== Provided data

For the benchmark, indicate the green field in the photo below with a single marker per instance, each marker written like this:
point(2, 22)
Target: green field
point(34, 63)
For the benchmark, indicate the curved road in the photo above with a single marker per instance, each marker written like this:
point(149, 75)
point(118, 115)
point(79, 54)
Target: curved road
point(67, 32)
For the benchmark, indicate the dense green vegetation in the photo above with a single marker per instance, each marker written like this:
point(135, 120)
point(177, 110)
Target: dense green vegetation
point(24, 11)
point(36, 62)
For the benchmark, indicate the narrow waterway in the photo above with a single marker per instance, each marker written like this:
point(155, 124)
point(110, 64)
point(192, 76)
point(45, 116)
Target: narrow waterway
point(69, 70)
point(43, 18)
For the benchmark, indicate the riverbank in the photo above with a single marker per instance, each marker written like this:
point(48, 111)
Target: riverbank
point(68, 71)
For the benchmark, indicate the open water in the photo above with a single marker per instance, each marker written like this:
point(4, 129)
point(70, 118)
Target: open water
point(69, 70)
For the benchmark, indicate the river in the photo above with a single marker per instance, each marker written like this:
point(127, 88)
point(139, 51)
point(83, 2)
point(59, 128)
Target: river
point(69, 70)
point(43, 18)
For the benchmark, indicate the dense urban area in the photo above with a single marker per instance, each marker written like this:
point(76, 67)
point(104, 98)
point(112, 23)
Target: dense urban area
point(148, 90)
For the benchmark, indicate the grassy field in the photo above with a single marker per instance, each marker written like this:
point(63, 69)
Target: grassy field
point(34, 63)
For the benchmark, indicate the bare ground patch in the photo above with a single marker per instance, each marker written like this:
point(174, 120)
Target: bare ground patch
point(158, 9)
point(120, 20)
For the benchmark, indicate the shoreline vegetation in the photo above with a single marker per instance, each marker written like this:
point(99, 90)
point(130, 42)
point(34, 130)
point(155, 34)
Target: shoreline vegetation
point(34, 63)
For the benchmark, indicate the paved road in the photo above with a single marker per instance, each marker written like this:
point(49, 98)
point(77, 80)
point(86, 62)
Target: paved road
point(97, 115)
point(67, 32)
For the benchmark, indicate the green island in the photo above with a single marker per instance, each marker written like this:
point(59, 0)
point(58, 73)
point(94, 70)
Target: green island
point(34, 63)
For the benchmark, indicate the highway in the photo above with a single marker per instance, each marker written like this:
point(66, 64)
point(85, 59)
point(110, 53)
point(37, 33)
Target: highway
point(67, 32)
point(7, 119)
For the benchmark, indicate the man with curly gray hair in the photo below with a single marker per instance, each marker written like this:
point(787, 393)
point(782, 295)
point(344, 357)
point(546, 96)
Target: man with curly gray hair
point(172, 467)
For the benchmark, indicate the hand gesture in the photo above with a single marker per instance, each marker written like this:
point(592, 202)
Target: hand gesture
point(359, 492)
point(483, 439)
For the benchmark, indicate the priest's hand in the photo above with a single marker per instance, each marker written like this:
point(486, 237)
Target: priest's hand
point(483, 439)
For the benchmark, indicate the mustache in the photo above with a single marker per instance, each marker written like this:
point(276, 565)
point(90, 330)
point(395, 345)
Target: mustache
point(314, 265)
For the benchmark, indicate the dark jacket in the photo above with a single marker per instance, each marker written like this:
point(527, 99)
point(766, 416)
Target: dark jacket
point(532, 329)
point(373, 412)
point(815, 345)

====

- _Aim_:
Convert everything from the line containing "For the benchmark, indicate the dark" down to the end of the entries into a JSON list of strings, one string per line, with blank lines left out.

- _Written solution_:
[
  "For the benchmark, indicate the dark jacket in the photo above with a single marker per instance, each marker written like this:",
  "point(527, 99)",
  "point(766, 416)",
  "Target: dark jacket",
  "point(532, 329)",
  "point(373, 412)",
  "point(815, 345)"
]